- _Work task 1_: Duplicate the stretch of the parallax thread from "Basically, if we" through "such things TTBOMK.", keeping every word and mark unchanged.

= = = =

What's the farthest object as determined only by parallax?

  • I'm wondering what the farthest object we know of, as measured only by parallax methods, from either earth or satellite based telescopes, and at either visible light or radio wavelengths.



    Basically, if we had no other way of measuring distances,
    what would be the farthest object we knew about? I'm guessing this measurement would probably be one from Gaia, it being the latest telescope to measure such things TTBOMK.


    "Hipparcos is only able to measure parallax angles for stars up to about 1,600 light-years away, a little more than one percent of the diameter of the Milky Way Galaxy." https://en.wikipedia.org/wiki/Stellar_parallax "The European Space Agency's **Gaia** mission,....is able to measure parallax angles to an accuracy of 10 microarcseconds, thus mapping nearby stars (and potentially planets) up to a distance of tens of thousands of light-years from Earth."

    @WayfaringStranger - indeed. However, "Capable" is not the same as measured.

    @nbubis Yes, someone needs to do a sort of Hipparcos by distance. I doubt the object has much of a name. Still early days for Gaia.

= = = =

- _Work task 2_: Format the stretch of the listing from its start through the line containing "positive clicks: (816, 1011)", with both ends included, as a JSON list of strings, one string per line and blank lines omitted.

= = = =

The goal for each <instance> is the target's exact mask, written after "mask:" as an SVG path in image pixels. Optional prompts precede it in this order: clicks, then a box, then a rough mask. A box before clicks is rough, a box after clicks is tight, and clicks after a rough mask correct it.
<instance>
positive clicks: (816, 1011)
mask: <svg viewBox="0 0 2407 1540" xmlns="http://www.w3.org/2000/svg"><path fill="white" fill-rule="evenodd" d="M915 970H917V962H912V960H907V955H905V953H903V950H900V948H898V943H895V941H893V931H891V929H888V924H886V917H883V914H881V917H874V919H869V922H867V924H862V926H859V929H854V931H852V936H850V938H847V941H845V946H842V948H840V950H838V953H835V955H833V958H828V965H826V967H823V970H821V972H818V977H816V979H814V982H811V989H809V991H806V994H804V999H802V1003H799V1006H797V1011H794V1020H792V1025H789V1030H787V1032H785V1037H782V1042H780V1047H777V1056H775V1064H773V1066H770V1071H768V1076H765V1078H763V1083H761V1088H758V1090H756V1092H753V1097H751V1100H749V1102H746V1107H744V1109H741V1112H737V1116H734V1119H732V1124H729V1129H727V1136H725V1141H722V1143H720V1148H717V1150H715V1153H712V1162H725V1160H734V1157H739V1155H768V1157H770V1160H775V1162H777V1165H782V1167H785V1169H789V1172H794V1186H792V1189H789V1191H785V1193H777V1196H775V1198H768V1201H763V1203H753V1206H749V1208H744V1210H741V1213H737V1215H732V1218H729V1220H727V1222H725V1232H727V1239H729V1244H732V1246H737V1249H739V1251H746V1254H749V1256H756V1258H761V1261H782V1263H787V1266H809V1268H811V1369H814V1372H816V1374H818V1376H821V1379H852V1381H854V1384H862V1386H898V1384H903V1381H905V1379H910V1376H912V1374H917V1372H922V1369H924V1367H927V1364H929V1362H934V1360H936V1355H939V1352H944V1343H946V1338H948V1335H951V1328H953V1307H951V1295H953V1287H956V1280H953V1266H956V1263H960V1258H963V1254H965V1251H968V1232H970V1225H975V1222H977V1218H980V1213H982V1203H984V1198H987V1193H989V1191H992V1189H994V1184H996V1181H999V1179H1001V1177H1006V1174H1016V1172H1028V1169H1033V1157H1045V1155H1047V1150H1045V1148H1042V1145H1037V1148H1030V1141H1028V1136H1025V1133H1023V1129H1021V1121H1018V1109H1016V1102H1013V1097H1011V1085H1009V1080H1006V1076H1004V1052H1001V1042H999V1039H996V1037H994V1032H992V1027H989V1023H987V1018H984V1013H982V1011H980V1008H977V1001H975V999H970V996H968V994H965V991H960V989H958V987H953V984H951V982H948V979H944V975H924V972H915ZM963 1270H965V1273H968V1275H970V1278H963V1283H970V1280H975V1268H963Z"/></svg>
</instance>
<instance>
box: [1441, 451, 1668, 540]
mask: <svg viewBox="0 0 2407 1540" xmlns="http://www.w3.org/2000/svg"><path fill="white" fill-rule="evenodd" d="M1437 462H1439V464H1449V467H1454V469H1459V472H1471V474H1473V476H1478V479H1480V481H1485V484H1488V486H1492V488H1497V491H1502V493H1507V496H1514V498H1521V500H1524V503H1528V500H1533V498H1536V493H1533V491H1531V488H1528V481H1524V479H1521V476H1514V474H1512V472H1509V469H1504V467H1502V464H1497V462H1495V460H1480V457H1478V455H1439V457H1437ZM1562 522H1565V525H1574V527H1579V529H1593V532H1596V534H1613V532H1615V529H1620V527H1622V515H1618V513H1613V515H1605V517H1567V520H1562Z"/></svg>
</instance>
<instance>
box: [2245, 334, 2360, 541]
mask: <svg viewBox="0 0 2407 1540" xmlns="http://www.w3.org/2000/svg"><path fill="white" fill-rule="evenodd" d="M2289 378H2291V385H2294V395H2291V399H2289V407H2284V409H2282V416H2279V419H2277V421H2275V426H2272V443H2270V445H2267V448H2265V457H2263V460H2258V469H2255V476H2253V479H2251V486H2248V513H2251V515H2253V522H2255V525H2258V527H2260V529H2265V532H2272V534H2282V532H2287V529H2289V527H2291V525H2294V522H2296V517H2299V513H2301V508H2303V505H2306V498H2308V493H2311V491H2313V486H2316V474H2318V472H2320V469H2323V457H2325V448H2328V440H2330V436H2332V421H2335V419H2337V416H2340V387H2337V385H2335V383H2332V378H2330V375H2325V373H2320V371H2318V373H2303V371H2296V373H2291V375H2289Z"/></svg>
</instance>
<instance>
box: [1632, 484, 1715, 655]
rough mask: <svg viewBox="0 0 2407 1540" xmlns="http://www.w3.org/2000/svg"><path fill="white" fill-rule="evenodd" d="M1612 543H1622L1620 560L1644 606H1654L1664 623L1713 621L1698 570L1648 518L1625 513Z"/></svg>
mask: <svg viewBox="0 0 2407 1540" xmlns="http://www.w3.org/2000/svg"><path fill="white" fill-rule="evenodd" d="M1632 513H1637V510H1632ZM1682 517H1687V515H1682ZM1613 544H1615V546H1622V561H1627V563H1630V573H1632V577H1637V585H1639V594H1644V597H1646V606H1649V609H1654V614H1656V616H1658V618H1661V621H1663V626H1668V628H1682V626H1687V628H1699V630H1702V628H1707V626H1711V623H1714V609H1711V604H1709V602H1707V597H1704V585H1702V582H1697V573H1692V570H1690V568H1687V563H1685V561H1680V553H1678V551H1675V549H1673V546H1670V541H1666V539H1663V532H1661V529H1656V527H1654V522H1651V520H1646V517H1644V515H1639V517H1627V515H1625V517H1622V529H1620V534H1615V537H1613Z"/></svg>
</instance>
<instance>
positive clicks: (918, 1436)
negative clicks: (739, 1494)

= = = =

- _Your response 1_:
Basically, if we had no other way of measuring distances,
    what would be the farthest object we knew about? I'm guessing this measurement would probably be one from Gaia, it being the latest telescope to measure such things TTBOMK.

- _Your response 2_:
[
  "The goal for each <instance> is the target's exact mask, written after \"mask:\" as an SVG path in image pixels. Optional prompts precede it in this order: clicks, then a box, then a rough mask. A box before clicks is rough, a box after clicks is tight, and clicks after a rough mask correct it.",
  "<instance>",
  "positive clicks: (816, 1011)"
]